SOURCE TEXT:
########
I like the foggy nature of the photo, and the leading circular line of the edge of the water, but I am noticing a tilt on the horizontal axis which may be exaggerated from the wide angle lens. I think that an adjustment to horizon line would help it a bit.

--Ken
 
Overall, the composition is good and pleasing to the eye. I'm not a pro landscape photographer so take the following with that in mind.
1) the horizon line does not look level. It may have been according to the artificial horizon in the camera but sometimes we need to "tweak" that a little if it appears off level.
2) you mentioned already it is dark. You had some room to boost the exposure a little. The fog has a "gray" look and you could have gone up a third to .7 stops and the fog would have been white without being overexposed and captured a little more detail in the shadows without blowing anything out.
3) someone mentioned over saturation in the greens. If that is an artifact of boosting shadows, you can easily reduce saturation only in greens and tweak the hue a little for a more natural look.
4) the only "artistic" suggestion is I like how the stump in the foreground is framed between the arched branches on the left and the trees on the right and how the framing is almost an upside down semi-circle. It is a nice touch. Maybe either through cropping or next time you are in that location, center the apex of the arch more in the frame. About 1 step to the right (if it was possible in this location, sometimes where we are standing is the only place safe to stand) would have accomplished centering the semi circle.

Honestly, it is a nice photo. If this is a place close to you or that you frequent different times of year, it would make an interesting 4 season photo study showcasing how the same scene looks at different times of the year.
########
LISTING:
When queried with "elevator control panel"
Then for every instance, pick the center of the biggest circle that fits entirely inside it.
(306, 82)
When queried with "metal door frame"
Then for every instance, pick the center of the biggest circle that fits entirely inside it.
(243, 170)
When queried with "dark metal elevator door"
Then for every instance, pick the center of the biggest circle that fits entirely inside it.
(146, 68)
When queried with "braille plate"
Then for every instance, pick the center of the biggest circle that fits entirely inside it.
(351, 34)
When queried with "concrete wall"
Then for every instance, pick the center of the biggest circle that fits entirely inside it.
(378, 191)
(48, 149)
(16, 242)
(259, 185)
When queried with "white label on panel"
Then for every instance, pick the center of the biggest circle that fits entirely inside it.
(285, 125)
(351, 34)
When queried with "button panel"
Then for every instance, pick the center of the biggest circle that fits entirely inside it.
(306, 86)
########
REQUIRED TASKS:
[a] In the photo critique, by how much does the second commenter say the exposure could have been raised to make the fog white?
[b] Continue the photo critique from where it stops.

RESULTS FOR EACH TASK:
[a] By a third to .7 stops.

[b]
I wonder if you could talk about your settings? I see exposure compensation at negative 2.3, yet you ended up at f4 and handheld at 1/40. It seems handheld on that camera would want a faster shutter speed, and for a landscape there was room at least to use f8 or f11 to improve depth of field?
 
sorry just got back to my computer.those are great suggestions,and i will try the 4 seasons photo study.its about 20 minutes from my house and i plan on spending more time on birding and landscape there.spotted a black backed woodpecker there,but haven't got a shot yet.as far as the settings.i have caught myself repeatedly forgetting to check and recheck my settings,in this instance i never thought the shot would turn out otherwise i would have spent more time there.also i think i have improved in that area since this shot was taken.as far as the colors, yes that is from lightening and adding some color.i thought it was too much also.i have since been playing with the saturation levels etc. and am kicking myself for not trying that sooner.if its alright i would like to add a photo from the other side of the lake.
 
Is it as good as it could be?
It has a good foreground, middle distance with the trees reflected in the still water and the receding background into the mist.
I think there is a lot of potential shooting in conditions like this - maybe at this location even with the camera in portrait orientation.
For me, the black rendering of the foliage on the top left distracts a lot. On the other hand without something there the composition seems empty.
The black foliage 2/3 up on the left also seems distracting but without it the composition becomes for me unbalanced towards the tree on the right hand side.
 
So it looks like you used 1/800 shutter speed, f5.6 and negative 2.3 exposure compensation. The shutter speed is not unreasonable for handheld, though you could have slowed it down a bit. For a landscape more like f8 or f11 might have given depth of field. But mainly I'm wondering why so much negative exposure compensation? You are darkening the shot from what is metered by almost two and a half stops? Do you notice that it comes out of the camera dark?

I like your final result though.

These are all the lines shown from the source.